┌─ Available data

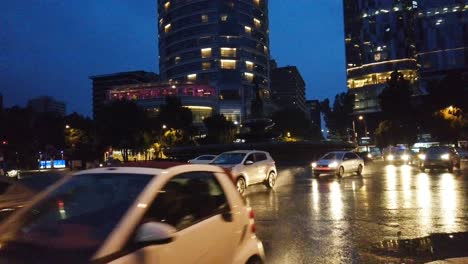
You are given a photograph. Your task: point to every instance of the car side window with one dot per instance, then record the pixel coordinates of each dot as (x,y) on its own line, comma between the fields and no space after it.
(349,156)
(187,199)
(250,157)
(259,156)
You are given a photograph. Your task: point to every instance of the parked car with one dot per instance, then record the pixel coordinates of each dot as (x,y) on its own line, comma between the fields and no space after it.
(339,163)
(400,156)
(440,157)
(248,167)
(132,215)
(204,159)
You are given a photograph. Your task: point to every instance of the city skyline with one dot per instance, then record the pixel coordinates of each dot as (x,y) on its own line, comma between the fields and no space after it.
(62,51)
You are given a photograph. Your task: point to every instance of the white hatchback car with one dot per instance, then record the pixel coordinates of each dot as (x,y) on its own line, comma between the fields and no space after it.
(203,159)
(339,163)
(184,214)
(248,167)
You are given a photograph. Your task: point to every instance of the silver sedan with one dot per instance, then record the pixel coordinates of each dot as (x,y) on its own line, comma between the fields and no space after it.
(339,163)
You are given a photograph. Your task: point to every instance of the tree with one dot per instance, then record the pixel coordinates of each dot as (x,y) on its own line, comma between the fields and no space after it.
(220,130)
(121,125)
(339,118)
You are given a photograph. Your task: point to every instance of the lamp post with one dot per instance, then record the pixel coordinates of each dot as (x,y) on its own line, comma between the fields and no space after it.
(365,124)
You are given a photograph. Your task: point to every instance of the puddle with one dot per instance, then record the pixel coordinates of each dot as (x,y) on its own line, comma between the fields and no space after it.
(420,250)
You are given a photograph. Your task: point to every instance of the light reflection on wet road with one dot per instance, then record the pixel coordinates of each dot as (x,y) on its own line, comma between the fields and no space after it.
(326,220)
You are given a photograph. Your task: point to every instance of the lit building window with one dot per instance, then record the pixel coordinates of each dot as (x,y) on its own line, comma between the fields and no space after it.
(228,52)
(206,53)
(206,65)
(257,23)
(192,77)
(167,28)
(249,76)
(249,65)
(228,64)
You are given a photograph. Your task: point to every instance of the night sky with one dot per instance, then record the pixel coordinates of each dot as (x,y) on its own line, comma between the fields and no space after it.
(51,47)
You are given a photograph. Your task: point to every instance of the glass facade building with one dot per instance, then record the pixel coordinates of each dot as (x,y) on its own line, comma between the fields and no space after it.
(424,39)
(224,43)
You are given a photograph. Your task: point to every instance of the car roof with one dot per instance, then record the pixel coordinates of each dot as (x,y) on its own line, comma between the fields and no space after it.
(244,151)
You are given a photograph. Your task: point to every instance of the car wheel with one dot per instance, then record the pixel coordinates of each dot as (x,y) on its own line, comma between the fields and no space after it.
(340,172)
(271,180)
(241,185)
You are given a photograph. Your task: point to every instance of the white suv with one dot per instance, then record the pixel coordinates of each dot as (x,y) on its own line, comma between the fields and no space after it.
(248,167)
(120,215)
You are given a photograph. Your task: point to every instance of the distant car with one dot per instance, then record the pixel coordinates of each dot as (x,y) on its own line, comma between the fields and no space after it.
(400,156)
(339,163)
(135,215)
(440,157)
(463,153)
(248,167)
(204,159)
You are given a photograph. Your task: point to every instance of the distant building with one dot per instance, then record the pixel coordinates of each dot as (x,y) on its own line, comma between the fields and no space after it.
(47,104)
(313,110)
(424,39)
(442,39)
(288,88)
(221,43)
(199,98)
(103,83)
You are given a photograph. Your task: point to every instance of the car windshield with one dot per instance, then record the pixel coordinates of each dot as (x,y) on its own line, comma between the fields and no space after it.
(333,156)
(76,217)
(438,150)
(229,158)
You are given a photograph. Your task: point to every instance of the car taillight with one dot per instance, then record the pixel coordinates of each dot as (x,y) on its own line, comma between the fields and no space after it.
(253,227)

└─
┌─ Available data

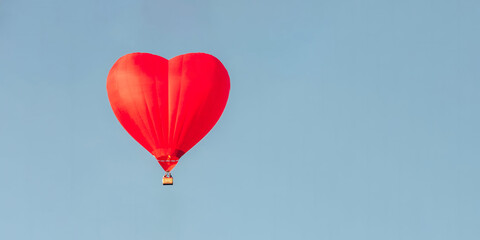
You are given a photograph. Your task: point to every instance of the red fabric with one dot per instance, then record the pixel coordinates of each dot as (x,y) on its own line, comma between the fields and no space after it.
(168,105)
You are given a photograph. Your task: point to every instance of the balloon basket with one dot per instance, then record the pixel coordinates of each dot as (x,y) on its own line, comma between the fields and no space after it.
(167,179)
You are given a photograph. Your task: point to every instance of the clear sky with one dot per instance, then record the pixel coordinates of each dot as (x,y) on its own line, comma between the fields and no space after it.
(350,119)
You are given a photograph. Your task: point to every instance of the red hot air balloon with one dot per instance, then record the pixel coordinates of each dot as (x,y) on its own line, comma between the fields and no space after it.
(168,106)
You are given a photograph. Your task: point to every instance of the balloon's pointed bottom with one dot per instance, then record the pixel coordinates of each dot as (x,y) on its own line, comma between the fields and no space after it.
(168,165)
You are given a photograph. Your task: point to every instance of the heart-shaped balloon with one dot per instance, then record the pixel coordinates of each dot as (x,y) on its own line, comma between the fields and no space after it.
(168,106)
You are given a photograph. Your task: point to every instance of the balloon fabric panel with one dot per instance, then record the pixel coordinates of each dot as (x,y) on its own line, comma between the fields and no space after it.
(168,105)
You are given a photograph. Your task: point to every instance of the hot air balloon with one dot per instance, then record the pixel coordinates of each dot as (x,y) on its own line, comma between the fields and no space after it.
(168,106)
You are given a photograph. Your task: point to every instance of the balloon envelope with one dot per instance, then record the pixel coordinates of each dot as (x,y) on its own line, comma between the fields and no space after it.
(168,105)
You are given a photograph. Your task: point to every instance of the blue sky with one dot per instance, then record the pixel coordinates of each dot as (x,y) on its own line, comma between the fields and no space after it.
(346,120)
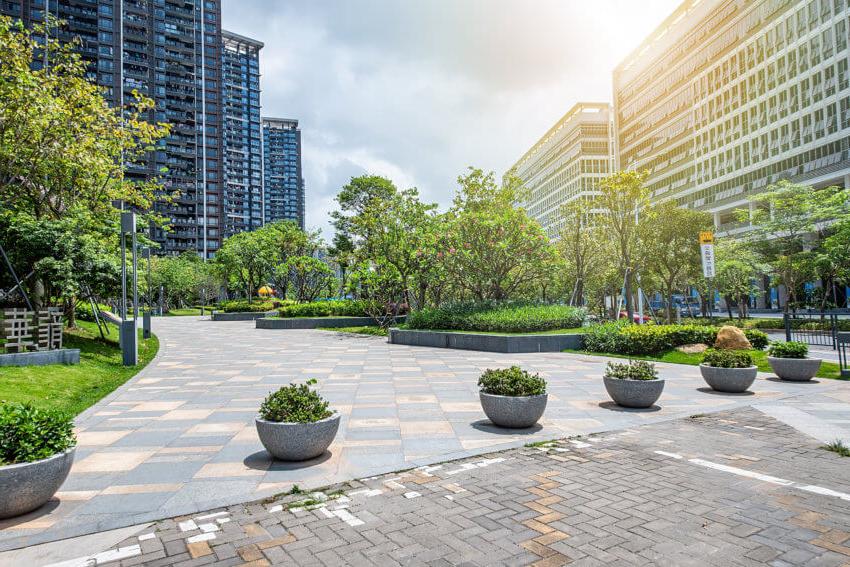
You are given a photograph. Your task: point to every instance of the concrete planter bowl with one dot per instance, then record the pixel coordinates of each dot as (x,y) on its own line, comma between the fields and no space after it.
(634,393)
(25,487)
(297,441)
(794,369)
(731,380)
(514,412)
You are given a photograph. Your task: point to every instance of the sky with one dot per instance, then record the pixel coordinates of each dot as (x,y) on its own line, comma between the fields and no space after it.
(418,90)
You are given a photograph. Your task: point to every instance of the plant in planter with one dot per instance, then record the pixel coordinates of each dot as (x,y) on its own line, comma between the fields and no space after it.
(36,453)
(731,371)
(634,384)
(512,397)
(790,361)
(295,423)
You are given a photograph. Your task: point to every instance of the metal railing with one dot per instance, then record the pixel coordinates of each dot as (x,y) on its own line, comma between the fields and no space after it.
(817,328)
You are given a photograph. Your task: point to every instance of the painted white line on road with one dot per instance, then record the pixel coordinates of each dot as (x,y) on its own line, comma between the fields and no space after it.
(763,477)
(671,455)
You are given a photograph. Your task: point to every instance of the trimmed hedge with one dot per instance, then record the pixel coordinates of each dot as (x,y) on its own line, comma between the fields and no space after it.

└─

*Set problem*.
Pick out every line of the records that contains the string "building" and copy each one. Case counts.

*Task result*.
You are given a photograph. Your task: point to every instance of the lit building window with one dot per instance, then record the pixel coordinates of each dot as (x,y) on its own line, comma between the fields and no space after it.
You are given a photograph. Your task: point to every instance of the glass facade building with one dot per instance, then record the pixel coordinates of each dot as (x,y) on its own line, comma between the fields and no space after it.
You are given a photograph. Your task: point to every instance of the distant building with one dot per instance, then record the pixel coordinates of each dot as (x,y) on its own line, comma between the fields and no space after it.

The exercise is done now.